> _SELECTED EXCERPT_:

Behind empty Strasbourg benches, a fight over whether polluting oil giants or national treasuries should pay for Europe’s €70bn-a-year adaptation is stalling any serious protection plan.
Europe faces an estimated €70bn annual bill to adapt to climate change, but as deadly heatwaves and wildfires intensify across the continent, questions remain over who should pay.
The European Parliament approved €144.1m in aid to Spain, Romania and Cyprus this week to recover from wildfires, floods and heatwaves they faced in 2025, before debating upcoming heat disasters without concrete practical solutions on Wednesday (8 July).
As Europe buried over 1,300 excess deaths from its last heatwave at the end of June, the sole preventive measure the EU’s mostly empty parliament debate could agree on was enhancing firefighting preparedness.
“We must encourage more to become volunteers,” Belgian MEP for the European People’s Party (EPP) Pascal Arimont told colleagues in the final Strasbourg plenary scheduled before summer break, when the fastest warming continent on Earth will be getting much hotter.
In response, the EU commissioner for preparedness and crisis management Hadja Lahbib promised a toolkit to increase heatwave risk awareness and promote volunteering.
Volunteer firefighters make up over 70 percent to 99 percent of total firefighting forces in many European nations, with countries like Portugal (94 percent volunteers), Germany (97 percent), and Austria (99 percent) relying massively on their services.
As of July 2026, following a record-breaking heatwave across the continent, Portugal, France, Spain, Greece and Croatia are battling severe wildfires. This week, the European Commission announced that it mobilised a record of 777 firefighters from 14 European countries to high-risk areas across Cyprus, Greece, Italy, France, Spain and Portugal. The firefighters are already in place or will be deployed in the coming weeks.

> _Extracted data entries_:
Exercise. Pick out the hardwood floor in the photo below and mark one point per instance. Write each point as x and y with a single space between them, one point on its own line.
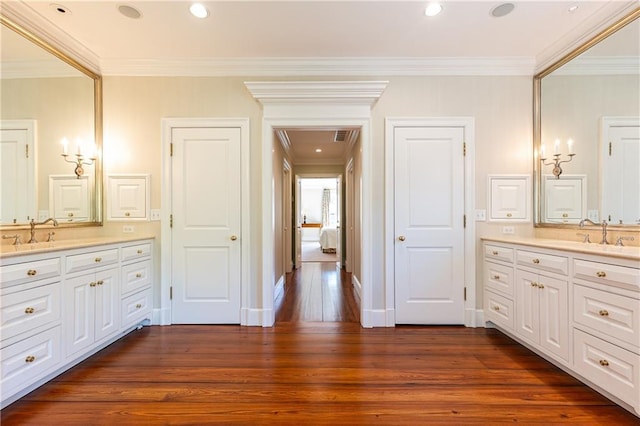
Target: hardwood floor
320 373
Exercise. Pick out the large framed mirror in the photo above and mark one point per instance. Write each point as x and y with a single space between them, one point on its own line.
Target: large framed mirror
587 132
47 97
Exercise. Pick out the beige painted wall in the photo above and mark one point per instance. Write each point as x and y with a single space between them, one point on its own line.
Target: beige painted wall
134 107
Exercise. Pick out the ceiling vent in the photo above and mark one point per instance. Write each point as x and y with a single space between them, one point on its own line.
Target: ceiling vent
340 136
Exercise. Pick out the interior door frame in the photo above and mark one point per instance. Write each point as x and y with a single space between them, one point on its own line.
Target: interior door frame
472 315
163 315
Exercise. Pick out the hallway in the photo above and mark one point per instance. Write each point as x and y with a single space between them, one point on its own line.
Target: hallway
317 292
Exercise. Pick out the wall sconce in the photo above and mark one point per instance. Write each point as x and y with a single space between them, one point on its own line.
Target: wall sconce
80 158
556 160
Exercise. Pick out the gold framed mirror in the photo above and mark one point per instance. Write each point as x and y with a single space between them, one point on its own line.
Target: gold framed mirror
586 104
48 96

> _WORK TASK 1_:
According to the climate adaptation article, to which countries' high-risk areas did the European Commission mobilize its record 777 firefighters?
> _WORK TASK 2_:
Answer from the climate adaptation article:
(a) How much aid did the European Parliament approve this week, and for which countries?
(b) How many excess deaths did Europe bury from its last heatwave at the end of June?
(c) What percentage of Austria's firefighting forces are volunteers?
> _WORK TASK 3_:
In the climate adaptation article, what was the European Parliament's €144.1m in aid to Spain, Romania and Cyprus meant to do?
The rows play no part in this.

> _WRITTEN REPLY 1_:
Cyprus, Greece, Italy, France, Spain and Portugal.

> _WRITTEN REPLY 2_:
(a) €144.1m, for Spain, Romania and Cyprus.
(b) Over 1,300.
(c) 99 percent.

> _WRITTEN REPLY 3_:
The aid was meant to help those three countries recover from the wildfires, floods and heatwaves they faced in 2025.